## What this exercise asks
a: Decide whether each statement agrees with the baseball Hall of Fame discussion below, answering yes or no and quoting the deciding words: (i) Puckett lost the sight in his left eye; (ii) Puckett is credited with 50.8 WAR; (iii) a corked bat is listed among the reasons voters keep Sosa off their ballots.
b: In the baseball Hall of Fame discussion below, what figure is given for Puckett's peak?

## Document section
Content starts
I think cancer is a different, mostly because it's a real-life tragedy, not merely a baseball "tragedy".
Puckett woke up one day - in the prime of his career - and couldn't see out of his right eye. Career over, just like that. Voters almost certainly saw this as a "act of god" type of tragedy that was not in any way related to his natural abilities. It has as much in common with Clemente's death as it does Mattingly's back problems.
I don't see it as any different than a pitcher tearing his labrum, or blowing out his elbow, or a player having a bad back, and being done. Injury is injury, from my point of view. I don't know why sudden vs. chronic should have anything to do with it. It's all deterioration of physical tools.
That was very...prescient on their part. Might have helped move them up a few spots in the Historical Abstract.
1) Rarity - Eye deterioration is rare and NOT caused by overuse from sports. Back/knee/arm/etc injuries are common.
2) Suddenness - Puckett went from a very good player to retiree overnight. Most degenerative conditions impact a career slowly. Minimized the perceived tragedy and makes it tougher to estimate the impact.
I'm not saying Puckett necessarily deserved to be in the HOF. He had 50.8 WAR and i'd guesstimate he'd have gotten about 10 WAR. 60 WAR with a so-so peak (37.4) is below or in the neighborhood of everal other likely non-HOF CFs like Lofton, Edmonds, Andruw, Reggie Smith (well, 50% CF), Jimmy Wynn. Personally, I'd vote them all in the HOF since I think CF is underappreciated but no doubt Puckett's first ballot nomination vs. these other chaps doesn't seem fair.
Isn't your quote kind of self-contradictory?
HoF voters have a cornucopia of (understandable) reasons for keeping Sosa off of their ballots.
1. PED smoke (if not outright fire)
2. Corked Bat, which speaks to character and probably buttresses those with PED beliefs
3. Luke-warm-to-downright-cold rate/counting/SABR stats (outside of HRs/RBI)
4. Lots and lots of eligible guys who don't have any baggage...
What smoke? the only smoke is "he felt like one."
The PED treating of Sosa is exactly the reason I have zero respect for the majority of the BBWAA.
I'll concede all the other points, but there is absolutely zero evidence to support Sosa as "PED smoke." You have one bogus New York times article that has never EVER been verified.... Sosa has exactly the same evidence against him as Jeter, Maddux or Glavine...with the exception, that Sosa enjoyed a natural decline phase that those others seemed to have avoided.
He wouldn't have made my ballot of course, because it's too crowded, but it doesn't negate that there is nothing to support PED smoke .
"But why, beyond pure sympathy? (and Puckett didn't go blind). Great eyesight is as much a physical tool for ballplayers as a strong back. Puckett's eyes deteriorated, Mattingly/Keller's back deteriorated. They're both medical conditions."
Content ends
## Available data
Content starts
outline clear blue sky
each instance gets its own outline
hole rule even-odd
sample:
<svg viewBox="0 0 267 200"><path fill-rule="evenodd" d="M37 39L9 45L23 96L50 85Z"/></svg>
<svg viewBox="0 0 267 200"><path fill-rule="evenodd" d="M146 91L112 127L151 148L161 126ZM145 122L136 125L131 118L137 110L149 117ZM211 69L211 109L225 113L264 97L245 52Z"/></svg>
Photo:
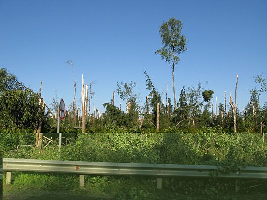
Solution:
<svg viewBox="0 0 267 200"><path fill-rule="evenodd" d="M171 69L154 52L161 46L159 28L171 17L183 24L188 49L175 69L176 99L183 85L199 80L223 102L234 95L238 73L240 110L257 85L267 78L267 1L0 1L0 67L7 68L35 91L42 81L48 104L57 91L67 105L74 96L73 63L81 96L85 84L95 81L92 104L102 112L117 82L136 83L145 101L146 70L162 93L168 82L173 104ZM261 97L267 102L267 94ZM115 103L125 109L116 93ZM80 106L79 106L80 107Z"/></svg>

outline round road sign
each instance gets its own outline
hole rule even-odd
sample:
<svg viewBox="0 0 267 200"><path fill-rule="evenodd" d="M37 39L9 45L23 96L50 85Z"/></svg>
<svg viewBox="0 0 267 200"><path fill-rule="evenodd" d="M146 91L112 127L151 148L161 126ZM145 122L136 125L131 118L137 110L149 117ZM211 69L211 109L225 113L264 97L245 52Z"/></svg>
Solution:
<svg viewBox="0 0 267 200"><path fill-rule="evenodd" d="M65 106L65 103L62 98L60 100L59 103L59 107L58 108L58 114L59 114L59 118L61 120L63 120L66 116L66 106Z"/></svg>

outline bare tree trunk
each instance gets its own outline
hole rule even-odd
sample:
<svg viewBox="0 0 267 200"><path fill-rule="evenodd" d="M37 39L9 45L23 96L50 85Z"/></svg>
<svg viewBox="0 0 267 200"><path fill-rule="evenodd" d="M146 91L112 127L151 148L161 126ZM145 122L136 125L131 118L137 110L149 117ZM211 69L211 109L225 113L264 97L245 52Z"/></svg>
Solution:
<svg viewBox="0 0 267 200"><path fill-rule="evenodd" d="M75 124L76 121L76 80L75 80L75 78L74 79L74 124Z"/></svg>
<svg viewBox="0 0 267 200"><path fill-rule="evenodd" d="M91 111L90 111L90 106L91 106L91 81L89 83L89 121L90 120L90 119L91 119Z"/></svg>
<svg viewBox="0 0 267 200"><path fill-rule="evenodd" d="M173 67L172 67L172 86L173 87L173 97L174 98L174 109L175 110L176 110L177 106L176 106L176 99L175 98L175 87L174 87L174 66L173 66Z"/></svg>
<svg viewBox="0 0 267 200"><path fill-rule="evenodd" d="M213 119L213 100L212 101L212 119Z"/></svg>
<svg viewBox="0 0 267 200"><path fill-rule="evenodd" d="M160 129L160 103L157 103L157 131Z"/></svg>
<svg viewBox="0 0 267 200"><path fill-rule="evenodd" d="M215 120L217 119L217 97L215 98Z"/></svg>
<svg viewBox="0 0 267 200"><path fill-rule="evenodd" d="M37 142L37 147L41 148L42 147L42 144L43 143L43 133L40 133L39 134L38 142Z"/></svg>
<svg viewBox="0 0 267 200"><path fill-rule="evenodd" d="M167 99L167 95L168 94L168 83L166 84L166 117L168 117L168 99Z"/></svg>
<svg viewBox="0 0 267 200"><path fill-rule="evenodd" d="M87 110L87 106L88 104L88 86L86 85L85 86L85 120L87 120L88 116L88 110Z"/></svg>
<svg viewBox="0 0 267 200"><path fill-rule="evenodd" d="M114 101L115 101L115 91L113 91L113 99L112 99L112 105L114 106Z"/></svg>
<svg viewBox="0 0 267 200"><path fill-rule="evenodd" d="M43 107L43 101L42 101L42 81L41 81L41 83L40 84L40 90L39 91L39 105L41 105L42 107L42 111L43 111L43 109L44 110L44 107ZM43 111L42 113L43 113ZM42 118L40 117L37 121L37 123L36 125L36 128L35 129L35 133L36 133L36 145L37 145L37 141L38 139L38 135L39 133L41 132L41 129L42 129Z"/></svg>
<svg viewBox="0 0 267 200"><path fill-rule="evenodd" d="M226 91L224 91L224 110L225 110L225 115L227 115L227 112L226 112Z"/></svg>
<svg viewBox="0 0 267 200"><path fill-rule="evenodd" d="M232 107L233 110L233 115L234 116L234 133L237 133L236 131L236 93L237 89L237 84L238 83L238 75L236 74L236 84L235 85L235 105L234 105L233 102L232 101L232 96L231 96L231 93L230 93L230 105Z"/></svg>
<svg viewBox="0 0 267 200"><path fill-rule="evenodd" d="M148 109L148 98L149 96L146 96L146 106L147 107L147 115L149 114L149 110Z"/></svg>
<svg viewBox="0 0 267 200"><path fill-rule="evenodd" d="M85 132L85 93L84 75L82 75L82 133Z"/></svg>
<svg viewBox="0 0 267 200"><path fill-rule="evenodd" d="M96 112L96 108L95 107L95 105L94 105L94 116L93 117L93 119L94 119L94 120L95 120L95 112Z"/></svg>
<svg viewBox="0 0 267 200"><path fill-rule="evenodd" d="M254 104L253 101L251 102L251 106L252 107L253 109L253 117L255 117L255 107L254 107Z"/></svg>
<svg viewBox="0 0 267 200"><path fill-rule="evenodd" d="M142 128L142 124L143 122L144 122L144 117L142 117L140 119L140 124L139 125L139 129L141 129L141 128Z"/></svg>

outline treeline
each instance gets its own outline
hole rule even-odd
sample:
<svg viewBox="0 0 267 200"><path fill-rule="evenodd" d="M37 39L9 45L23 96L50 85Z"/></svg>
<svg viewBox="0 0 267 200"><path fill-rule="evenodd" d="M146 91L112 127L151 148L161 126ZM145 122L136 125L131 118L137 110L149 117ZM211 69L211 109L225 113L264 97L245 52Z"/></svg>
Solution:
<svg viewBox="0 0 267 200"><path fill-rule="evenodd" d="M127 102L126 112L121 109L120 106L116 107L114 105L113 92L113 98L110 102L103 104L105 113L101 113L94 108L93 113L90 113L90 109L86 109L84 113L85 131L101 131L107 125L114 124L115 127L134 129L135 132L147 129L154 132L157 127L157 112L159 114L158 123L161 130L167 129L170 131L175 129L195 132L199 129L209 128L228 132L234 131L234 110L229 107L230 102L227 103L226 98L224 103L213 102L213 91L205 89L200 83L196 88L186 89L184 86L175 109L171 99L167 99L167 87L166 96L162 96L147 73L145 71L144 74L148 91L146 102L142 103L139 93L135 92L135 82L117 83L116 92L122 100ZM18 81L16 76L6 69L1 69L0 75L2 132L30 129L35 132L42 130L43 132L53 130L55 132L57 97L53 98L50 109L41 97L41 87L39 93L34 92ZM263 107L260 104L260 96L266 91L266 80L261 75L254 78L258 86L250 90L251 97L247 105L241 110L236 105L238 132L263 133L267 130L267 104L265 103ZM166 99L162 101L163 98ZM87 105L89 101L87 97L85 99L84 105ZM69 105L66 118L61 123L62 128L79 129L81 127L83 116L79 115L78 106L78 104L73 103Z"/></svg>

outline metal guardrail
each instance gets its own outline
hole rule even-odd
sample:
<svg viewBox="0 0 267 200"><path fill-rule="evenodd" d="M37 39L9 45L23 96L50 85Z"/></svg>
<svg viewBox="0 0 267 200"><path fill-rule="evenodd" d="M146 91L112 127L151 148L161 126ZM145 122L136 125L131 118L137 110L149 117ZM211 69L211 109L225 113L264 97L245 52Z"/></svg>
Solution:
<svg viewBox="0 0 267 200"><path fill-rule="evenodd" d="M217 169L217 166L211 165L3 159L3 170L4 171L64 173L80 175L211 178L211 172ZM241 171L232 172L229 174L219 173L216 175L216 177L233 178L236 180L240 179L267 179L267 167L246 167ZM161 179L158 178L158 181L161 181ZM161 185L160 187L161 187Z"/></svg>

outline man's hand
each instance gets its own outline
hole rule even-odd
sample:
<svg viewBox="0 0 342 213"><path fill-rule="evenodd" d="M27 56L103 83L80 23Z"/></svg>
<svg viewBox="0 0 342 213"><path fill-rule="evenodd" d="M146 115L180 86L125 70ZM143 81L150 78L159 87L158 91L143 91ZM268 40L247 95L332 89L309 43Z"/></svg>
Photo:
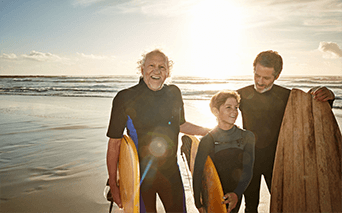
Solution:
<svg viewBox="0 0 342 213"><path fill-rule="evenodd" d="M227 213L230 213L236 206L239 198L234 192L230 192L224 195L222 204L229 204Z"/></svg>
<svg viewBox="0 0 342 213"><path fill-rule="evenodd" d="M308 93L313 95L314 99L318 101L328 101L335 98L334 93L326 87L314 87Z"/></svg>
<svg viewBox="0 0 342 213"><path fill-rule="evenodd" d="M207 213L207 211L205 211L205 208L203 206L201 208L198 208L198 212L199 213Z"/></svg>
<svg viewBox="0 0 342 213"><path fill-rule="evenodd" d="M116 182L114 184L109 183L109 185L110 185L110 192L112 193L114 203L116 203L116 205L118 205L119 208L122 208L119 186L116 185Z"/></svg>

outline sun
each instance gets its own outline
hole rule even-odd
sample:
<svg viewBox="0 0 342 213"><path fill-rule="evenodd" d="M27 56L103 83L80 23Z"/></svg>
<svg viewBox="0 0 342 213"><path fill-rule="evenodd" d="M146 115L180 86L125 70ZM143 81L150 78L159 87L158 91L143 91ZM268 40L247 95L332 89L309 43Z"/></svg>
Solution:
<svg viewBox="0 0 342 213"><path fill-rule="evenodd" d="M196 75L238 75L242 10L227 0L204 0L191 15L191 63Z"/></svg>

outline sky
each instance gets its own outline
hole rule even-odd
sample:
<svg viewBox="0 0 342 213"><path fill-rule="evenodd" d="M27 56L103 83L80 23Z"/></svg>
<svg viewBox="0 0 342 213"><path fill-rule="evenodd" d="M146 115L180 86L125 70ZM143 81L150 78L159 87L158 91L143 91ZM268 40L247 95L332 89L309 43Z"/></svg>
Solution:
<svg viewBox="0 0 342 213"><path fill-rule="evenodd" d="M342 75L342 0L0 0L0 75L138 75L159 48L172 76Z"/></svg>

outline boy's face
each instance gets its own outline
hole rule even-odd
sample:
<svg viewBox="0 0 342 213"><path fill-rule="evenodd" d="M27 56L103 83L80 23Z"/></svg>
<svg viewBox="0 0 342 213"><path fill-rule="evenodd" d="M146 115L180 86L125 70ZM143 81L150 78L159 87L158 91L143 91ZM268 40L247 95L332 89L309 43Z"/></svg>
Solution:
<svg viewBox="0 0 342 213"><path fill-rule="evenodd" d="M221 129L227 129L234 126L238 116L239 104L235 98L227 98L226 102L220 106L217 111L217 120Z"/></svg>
Content ends
## Task solutions
a:
(i) No: "couldn't see out of his right eye."
(ii) Yes: "He had 50.8 WAR"
(iii) Yes: "2. Corked Bat, which speaks to character and probably buttresses those with PED beliefs"

b: 37.4, called a "so-so peak."